Direction – Word for word, repeat the lines of the records from the one containing "[point] every instance of the chopped" through the last line, both included.

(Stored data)
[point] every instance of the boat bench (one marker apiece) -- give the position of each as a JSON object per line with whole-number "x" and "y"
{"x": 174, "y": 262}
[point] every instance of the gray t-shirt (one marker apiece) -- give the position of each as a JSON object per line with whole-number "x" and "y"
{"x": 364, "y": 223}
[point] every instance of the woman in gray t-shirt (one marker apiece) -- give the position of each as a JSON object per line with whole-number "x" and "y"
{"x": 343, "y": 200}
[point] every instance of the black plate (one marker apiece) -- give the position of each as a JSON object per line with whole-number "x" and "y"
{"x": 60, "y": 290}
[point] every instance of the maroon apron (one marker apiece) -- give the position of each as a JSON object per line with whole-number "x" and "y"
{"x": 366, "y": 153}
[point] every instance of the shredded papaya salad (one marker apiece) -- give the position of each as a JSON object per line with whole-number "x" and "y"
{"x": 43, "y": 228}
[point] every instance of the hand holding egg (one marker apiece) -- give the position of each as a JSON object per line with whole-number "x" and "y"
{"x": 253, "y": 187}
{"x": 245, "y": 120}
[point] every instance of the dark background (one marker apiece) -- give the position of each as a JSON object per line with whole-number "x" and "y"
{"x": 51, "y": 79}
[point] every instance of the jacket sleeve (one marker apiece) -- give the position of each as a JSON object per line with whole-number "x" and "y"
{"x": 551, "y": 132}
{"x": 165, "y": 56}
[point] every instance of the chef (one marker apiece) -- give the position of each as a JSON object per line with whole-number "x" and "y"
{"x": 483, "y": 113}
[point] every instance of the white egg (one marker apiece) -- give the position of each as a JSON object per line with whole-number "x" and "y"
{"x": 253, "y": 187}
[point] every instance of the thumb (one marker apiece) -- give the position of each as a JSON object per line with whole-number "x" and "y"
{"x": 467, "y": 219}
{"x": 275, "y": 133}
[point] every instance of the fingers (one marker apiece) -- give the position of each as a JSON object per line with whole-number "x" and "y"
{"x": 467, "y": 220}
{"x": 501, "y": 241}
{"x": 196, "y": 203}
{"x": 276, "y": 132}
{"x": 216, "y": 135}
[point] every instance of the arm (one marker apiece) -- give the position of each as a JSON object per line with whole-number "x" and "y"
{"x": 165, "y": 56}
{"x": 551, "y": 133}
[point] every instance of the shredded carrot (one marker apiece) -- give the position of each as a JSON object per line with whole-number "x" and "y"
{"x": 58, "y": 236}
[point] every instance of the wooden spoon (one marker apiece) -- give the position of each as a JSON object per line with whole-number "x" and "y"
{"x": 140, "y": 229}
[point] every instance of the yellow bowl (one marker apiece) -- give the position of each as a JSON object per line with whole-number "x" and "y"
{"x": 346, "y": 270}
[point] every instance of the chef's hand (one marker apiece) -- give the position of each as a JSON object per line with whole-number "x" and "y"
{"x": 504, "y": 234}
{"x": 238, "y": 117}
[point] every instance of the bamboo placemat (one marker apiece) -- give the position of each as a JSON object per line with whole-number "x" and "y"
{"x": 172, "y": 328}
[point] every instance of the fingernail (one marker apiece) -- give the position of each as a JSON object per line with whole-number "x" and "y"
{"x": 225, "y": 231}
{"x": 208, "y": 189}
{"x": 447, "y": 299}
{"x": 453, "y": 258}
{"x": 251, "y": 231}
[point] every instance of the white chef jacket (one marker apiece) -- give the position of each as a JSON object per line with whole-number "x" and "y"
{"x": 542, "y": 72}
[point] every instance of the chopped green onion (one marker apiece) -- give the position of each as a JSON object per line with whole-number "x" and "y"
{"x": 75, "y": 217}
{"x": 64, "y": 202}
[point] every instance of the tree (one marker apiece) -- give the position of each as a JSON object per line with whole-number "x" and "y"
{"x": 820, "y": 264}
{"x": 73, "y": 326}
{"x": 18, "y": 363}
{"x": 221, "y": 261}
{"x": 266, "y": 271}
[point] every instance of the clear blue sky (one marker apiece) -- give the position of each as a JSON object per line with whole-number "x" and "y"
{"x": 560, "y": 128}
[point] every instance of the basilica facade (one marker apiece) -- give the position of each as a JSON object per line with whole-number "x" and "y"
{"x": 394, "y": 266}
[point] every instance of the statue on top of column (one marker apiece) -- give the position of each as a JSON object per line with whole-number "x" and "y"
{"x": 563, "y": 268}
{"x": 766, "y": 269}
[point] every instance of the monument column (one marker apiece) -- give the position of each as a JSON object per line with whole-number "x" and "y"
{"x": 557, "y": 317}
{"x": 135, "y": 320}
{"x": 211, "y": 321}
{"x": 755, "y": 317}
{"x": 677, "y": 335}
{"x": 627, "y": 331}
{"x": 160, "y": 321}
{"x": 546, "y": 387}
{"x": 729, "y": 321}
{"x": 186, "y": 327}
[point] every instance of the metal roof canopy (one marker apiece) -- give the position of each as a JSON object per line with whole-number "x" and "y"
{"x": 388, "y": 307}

Solution –
[point] every instance of the chopped green onion (one marker apiece) -- give the position of each as a JSON object per line with whole-number "x" and "y"
{"x": 75, "y": 217}
{"x": 64, "y": 202}
[point] every instance of the tree (one marker apiece) -- give the position of each as a JSON object per line with whole-number "x" and "y"
{"x": 820, "y": 264}
{"x": 73, "y": 326}
{"x": 18, "y": 363}
{"x": 221, "y": 261}
{"x": 266, "y": 271}
[point] every instance of the clear blue sky (one marker apiece) -- give the position of each as a JSON object per line with whole-number "x" and "y"
{"x": 560, "y": 128}
[point] every instance of the basilica facade (one marker apiece) -- give the position of each as a JSON object per line with whole-number "x" and "y"
{"x": 394, "y": 266}
[point] every instance of the statue on top of column (one marker apiece) -- give the position of each as a JSON object per line with whole-number "x" and "y"
{"x": 563, "y": 268}
{"x": 766, "y": 269}
[point] every instance of the monument column (one marker apiece) -- give the position of each as a JSON object per line with whole-number "x" and "y"
{"x": 557, "y": 317}
{"x": 135, "y": 320}
{"x": 211, "y": 321}
{"x": 755, "y": 317}
{"x": 677, "y": 335}
{"x": 627, "y": 331}
{"x": 160, "y": 321}
{"x": 546, "y": 387}
{"x": 729, "y": 321}
{"x": 186, "y": 327}
[point] every instance of the metal roof canopy (one marker apiece) -- give the position of each as a JSON object per line with whole-number "x" and "y"
{"x": 388, "y": 307}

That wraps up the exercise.